▶ **PROBLEMS AND TASKS**:
1. Which titles of Greenwall Making a Difference grant projects does the article on Greenwall's Dobbs-related grants name? List them all.
2. Retype word for word the part of the article on Greenwall's Dobbs-related grants that begins at the words "Immediately following the" and ends after "to bear fruit.".

▶ **DOCUMENT TEXT**:

※

As we enter a contentious election season in the US, reproductive rights figure to be a key flashpoint. A year and a half on from the US Supreme Court’s landmark decision in Dobbs v. Jackson Women’s Health Organization, the bioethics community is still working hard to understand its impact.
Immediately following the decision, many members of the Greenwall Faculty Scholars community offered their reactions and analysis. From the vantage point of the moment just after Dobbs was handed down, bioethics scholars could offer predictions for what might happen, but understood that more research would be needed to explore how the case would make its mark on American lives and health. The Greenwall Foundation quickly funded three Dobbs-related projects, and that work is beginning to bear fruit.
One of these projects was Moral distress among obstetricians and gynecologists in the post-Roe era, a Making a Difference grant awarded in Fall 2022 and helmed by Boston College’s Erika Sabbath, ScD. Prof. Sabbath, alongside Faculty Scholar Alum Mara Buchbinder, PhD, former National Academy of Medicine Greenwall Fellow in Bioethics Kavita Shah Arora, MD, and coauthor Samantha M. McKetchnie, MSW, recently published in JAMA Network Open an investigation reporting their results. They found that Dobbs created “an occupational health hazard for OB-GYNs,” who have had to “choose between standard patient care and their own legal exposure,” a decision that can “leave lasting scars on OB-GYNs.”
This study’s findings have been widely disseminated, as the impact of the Court’s decision on doctors receives further consideration. Prof. Sabbath told NPR that the study “offered…a way for people to be able to share those really painful and profound experiences under the kind of cloak of anonymity.” On a North Carolina CBS affiliate, Prof. Buchbinder told a reporter that “many of the doctors reported depression and anxiety”—that is, that there are workforce public health impacts that need to be considered alongside other concerns. In The Charlotte Observer, Prof. Buchbinder, Prof. Sabbath, and Dr. Arora wrote an op-ed arguing that Dobbs opened the door for the “[elimination of] a key safeguard by which OB-GYNs are legally permitted to care for their sickest patients,” and that “[g]eographic disparities in access to safe, proximate and high-quality obstetric care are at risk of widening as OB-GYNs leave for states where they do not risk becoming felons for providing lifesaving care.”
Two more Making a Difference grants funded by Greenwall adopted different lenses through which to view the challenges presented by the new reproductive health landscape. Post-Roe Indiana: An Ethnography of Patient Treatment During Pregnancy Losses, Termination, and Complications, headed by investigator Lori Freedman, PhD, a Faculty Scholar Alum, was also funded by the Foundation in Fall 2022. Prof. Freedman, a sociologist who has written previously on providing reproductive care in contested environments, will apply an ethnographic lens to both patients and providers in a state where abortion care underwent a near-total ban during the course of the project. The most recent Making a Difference grant to tackle the post-Roe landscape, Asha Talati’s, MD, Prenatal Diagnosis in the Post-Roe Era, will work to understand how prenatal genetic testing practices have and will change in the Dobbs era, in addition to creating a set of recommendations for the use of such testing moving forward.
All of these projects feature bioethics scholars moving quickly to explore challenging questions in a fraught and ever-changing environment. Amid a seismic shift in the legal and health care landscape, these projects have responded with pace and depth, taking care to generate rigorous new knowledge to inform the public and policymakers in the context of profoundly contested terrain.

※

▶ **DATA EXTRACTS**:
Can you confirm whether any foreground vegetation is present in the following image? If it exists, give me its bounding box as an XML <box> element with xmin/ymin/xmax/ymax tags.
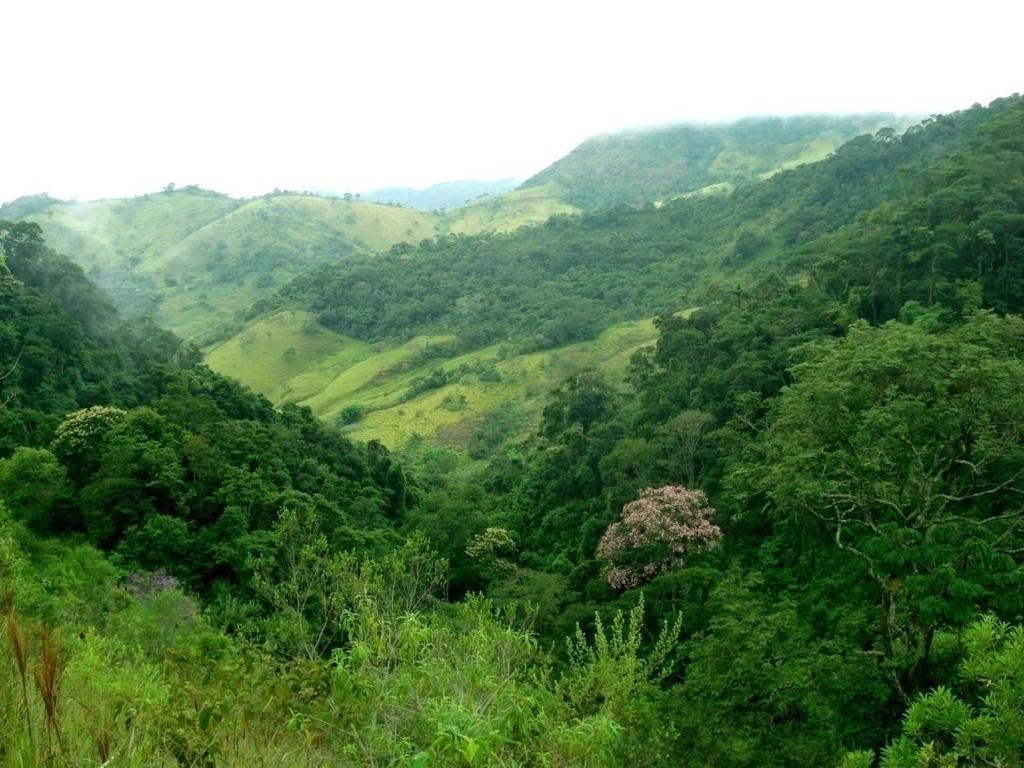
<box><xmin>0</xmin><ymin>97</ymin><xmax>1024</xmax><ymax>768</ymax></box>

※

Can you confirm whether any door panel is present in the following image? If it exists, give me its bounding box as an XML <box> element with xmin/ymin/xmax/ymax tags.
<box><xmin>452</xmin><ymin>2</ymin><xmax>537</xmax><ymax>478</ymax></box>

※

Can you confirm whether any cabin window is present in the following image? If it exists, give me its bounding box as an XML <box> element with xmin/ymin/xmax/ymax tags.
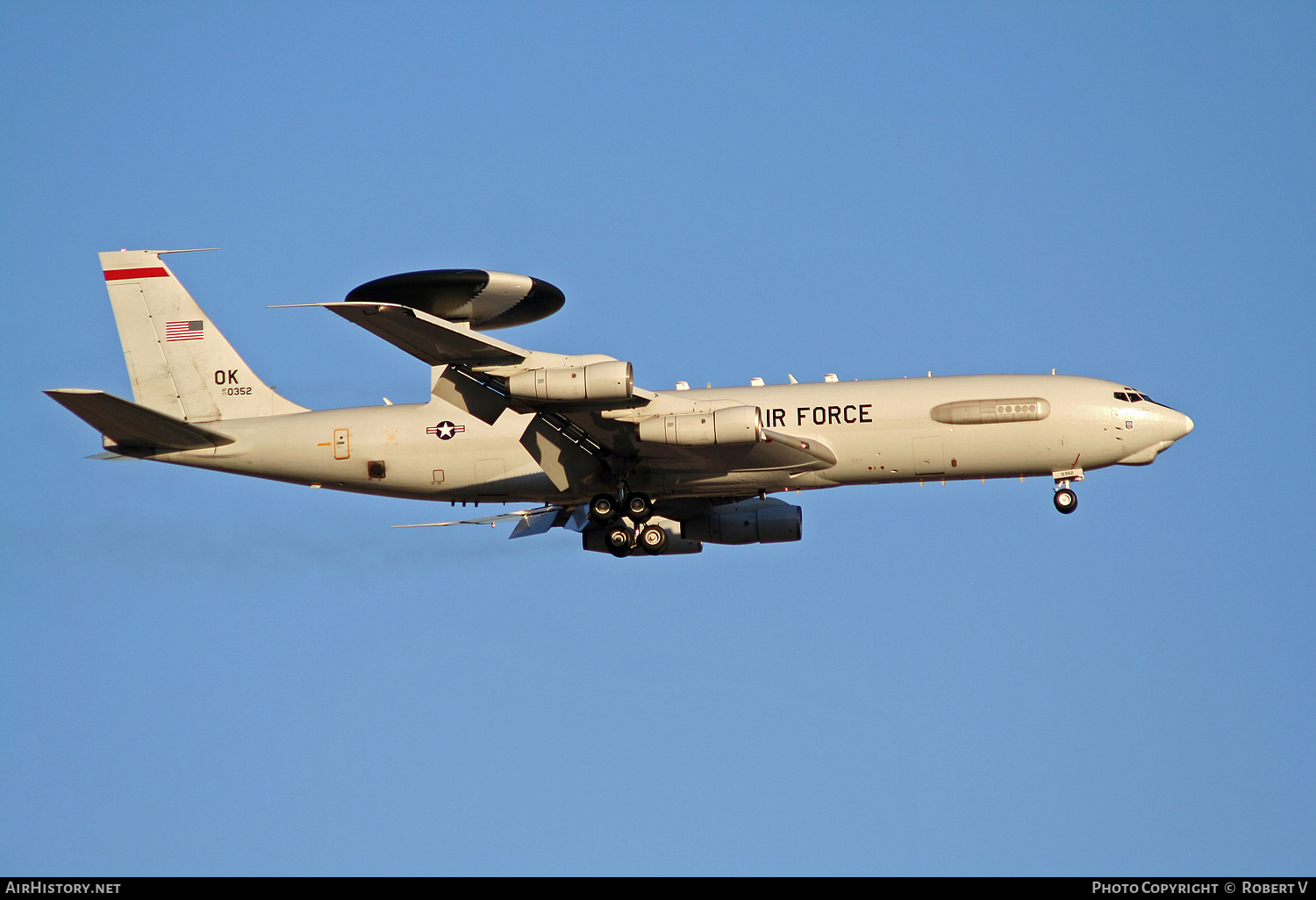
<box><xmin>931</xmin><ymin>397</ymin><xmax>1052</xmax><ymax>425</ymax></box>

※

▶ **TASK SOLUTIONS**:
1.
- Moral distress among obstetricians and gynecologists in the post-Roe era
- Post-Roe Indiana: An Ethnography of Patient Treatment During Pregnancy Losses, Termination, and Complications
- Prenatal Diagnosis in the Post-Roe Era

2.
Immediately following the decision, many members of the Greenwall Faculty Scholars community offered their reactions and analysis. From the vantage point of the moment just after Dobbs was handed down, bioethics scholars could offer predictions for what might happen, but understood that more research would be needed to explore how the case would make its mark on American lives and health. The Greenwall Foundation quickly funded three Dobbs-related projects, and that work is beginning to bear fruit.